::: Page text
Sun 1 May 2005
This article (which features a quote from Dick Nesbitt) makes me really, really glad I applied to college at the nadir of the college-bound population (1993). There is no way I would have gotten into anyplace like Williams today. I very much hope that Williams overlooks these sort of summer programs that are, clearly, opportunities only a very wealthy family could afford, and are probably related more to the initative and resources of parents than anything else. I also hope that Williams still admits that occasional kid who, while smart and motivated, also finds time to actually enjoy high school and experience growing up w/out a laser-beam like focus on college admissions.
More generally, I think it’s interesting that the population of qualified college age kids is exploding, and the resources of the top colleges and universities have also exploded, but with very few exceptions, their undergrad populations have remained essentially stagnant. I have heard that Princeton is increasing its undergrad population, but that’s about all. I personally feel that it makes sense to provide an opportunity to attend a place like Williams to as many people as possible, without changing the character of the place. I’d imagine that Williams could someday (with the construction of one or two new dorms and the hiring of just a few more faculty members) easily accomodate entering classes of closer to 600 kids a year, while still maintaining a close-knit liberal arts community. The campus is very spread out so a few extra kids here or there would barely be noticed, and the school keeps building enormous new facilities that dwarfed existing edifices, for sciences, theater, dance, student life, the library, and art — why not admit about 10-15 more kids focusing on each of these categories each year, plus about 20 more low-income kids from Questbridge type programs? I think that would really diversity the campus without hurting Williams academic standing, given the tremendous growth in qualified applicants over the past (and the coming) decade. I think with a little more aggressive marketing, Williams could easily get around 7000 applicants a year, so its U.S. News numbers wouldn’t even suffer (and in fact, the average S.A.T.’s would probably go up in light of a lower percentage of tips in the incoming class).
::::::
::: Data shown
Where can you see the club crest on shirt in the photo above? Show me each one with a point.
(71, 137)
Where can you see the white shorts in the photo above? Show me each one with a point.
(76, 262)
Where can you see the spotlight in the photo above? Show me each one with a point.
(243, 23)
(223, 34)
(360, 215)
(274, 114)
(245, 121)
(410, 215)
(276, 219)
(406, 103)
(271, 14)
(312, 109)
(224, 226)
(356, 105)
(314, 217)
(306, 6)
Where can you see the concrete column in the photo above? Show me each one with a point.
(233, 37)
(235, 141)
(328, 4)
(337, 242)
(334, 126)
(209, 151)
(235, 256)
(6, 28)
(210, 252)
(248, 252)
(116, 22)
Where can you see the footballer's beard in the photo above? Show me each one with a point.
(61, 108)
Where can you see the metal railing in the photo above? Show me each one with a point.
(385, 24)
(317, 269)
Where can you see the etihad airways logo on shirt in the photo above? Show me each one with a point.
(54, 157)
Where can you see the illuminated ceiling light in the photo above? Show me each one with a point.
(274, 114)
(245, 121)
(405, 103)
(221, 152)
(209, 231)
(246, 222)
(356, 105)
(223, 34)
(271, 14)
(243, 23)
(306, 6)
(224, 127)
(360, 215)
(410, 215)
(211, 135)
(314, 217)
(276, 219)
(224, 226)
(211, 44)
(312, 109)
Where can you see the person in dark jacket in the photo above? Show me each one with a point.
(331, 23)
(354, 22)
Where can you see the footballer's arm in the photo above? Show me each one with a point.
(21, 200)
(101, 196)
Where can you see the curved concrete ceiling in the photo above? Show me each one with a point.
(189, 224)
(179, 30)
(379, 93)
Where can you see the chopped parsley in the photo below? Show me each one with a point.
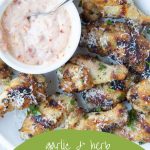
(33, 109)
(98, 109)
(132, 118)
(141, 143)
(111, 90)
(102, 66)
(85, 116)
(72, 102)
(109, 22)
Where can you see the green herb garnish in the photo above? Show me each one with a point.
(111, 90)
(141, 143)
(33, 109)
(148, 31)
(132, 118)
(98, 109)
(85, 116)
(72, 102)
(102, 66)
(109, 22)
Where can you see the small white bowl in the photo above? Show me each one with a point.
(41, 69)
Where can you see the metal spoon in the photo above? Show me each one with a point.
(52, 10)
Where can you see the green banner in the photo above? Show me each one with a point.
(77, 140)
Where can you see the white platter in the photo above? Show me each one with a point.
(9, 135)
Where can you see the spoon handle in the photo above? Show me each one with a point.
(53, 10)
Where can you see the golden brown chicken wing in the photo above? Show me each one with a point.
(123, 42)
(104, 121)
(139, 96)
(83, 72)
(21, 92)
(101, 98)
(139, 131)
(94, 9)
(58, 110)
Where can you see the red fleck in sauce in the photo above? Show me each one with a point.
(35, 40)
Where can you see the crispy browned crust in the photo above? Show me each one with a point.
(22, 91)
(94, 9)
(104, 121)
(138, 132)
(139, 96)
(101, 98)
(58, 110)
(83, 72)
(118, 41)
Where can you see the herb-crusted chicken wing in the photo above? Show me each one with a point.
(94, 9)
(104, 121)
(119, 41)
(139, 96)
(102, 97)
(56, 111)
(97, 72)
(61, 111)
(138, 131)
(20, 92)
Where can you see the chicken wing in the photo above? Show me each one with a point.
(94, 9)
(57, 111)
(119, 41)
(21, 92)
(138, 132)
(104, 121)
(139, 96)
(83, 72)
(62, 111)
(102, 97)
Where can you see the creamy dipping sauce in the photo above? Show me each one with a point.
(34, 40)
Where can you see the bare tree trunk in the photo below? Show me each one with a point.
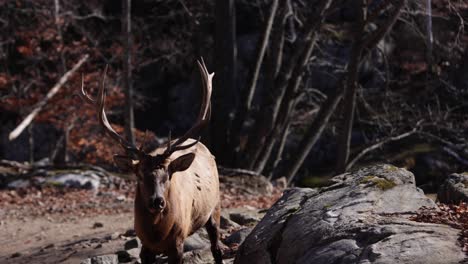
(288, 102)
(350, 95)
(349, 101)
(225, 88)
(429, 42)
(248, 94)
(38, 107)
(328, 107)
(60, 35)
(279, 151)
(264, 120)
(314, 132)
(287, 83)
(127, 69)
(31, 143)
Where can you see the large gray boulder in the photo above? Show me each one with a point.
(361, 218)
(454, 190)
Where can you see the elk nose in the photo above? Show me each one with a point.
(159, 203)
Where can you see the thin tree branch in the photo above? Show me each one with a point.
(38, 107)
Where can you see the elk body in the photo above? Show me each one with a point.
(178, 187)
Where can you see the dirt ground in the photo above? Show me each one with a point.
(61, 225)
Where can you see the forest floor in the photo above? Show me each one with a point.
(64, 225)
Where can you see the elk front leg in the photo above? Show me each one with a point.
(176, 253)
(146, 256)
(213, 233)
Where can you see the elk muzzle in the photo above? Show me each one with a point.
(157, 204)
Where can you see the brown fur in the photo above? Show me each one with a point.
(192, 201)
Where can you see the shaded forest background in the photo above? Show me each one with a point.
(303, 89)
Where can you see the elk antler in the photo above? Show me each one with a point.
(131, 150)
(203, 116)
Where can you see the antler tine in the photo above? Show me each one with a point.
(129, 148)
(203, 115)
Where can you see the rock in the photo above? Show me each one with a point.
(125, 256)
(112, 236)
(130, 233)
(18, 184)
(120, 198)
(454, 190)
(201, 256)
(281, 183)
(245, 217)
(98, 225)
(226, 223)
(105, 259)
(246, 183)
(133, 243)
(238, 237)
(83, 179)
(361, 218)
(196, 241)
(15, 255)
(134, 253)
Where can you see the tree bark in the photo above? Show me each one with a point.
(349, 100)
(263, 120)
(224, 89)
(244, 109)
(287, 83)
(314, 132)
(359, 45)
(320, 122)
(286, 105)
(127, 69)
(38, 107)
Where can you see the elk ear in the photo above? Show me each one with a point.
(124, 163)
(181, 163)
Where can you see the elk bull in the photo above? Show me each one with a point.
(178, 187)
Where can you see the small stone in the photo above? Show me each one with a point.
(98, 225)
(121, 198)
(195, 242)
(15, 255)
(124, 256)
(134, 243)
(130, 233)
(86, 261)
(112, 236)
(105, 259)
(243, 218)
(238, 237)
(225, 223)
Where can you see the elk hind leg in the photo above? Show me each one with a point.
(212, 227)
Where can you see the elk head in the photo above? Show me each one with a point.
(154, 172)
::::::
◆ **Stated goal 1**
In the post on Williams admissions, roughly how large does the writer imagine Williams's entering classes could someday become?
◆ **Stated goal 2**
Pick up the post on Williams admissions after its final sentence and carry it forward.
This material has no connection to the text about college admissions.

◆ **Written reply 1**
Closer to 600 students a year.

◆ **Written reply 2**
May 1st, 2005 at 10:05 am
We differ on the college size target. I think Williams should shrink back to 1,800, which was its target in the mid-70s. With co-education pending, a college task force looked at the college’s infrastructure and decided Williams could increase its enrollment by 50% without undue hardship. (This was part of a stunt to get co-education going. Williams was worried about alums complaining that their sons couldn’t get in now that the college was admitting women. So Williams kept the number of men in a class the same (300) and added 150 women. Then, over the course of less than a decade, the college made the ratios equal.)
Over the years, the number crept up by 200, I’m assuming to get the extra bassoon player or Indian/Swedish student (don’t laugh, I met him) necessary to add diversity. At the same time, the college has run into dorm overcrowding from time to time, remaking the living rooms in Mission as bedrooms at one point. In short, I think the seams are bursting a bit, and Williams would do well to take away the strain.
While extending a Williams education to a larger group is admirable, the need never goes away. Once Williams is at 2,600, how about rounding the number up to 3,000? After that, how about 5,000?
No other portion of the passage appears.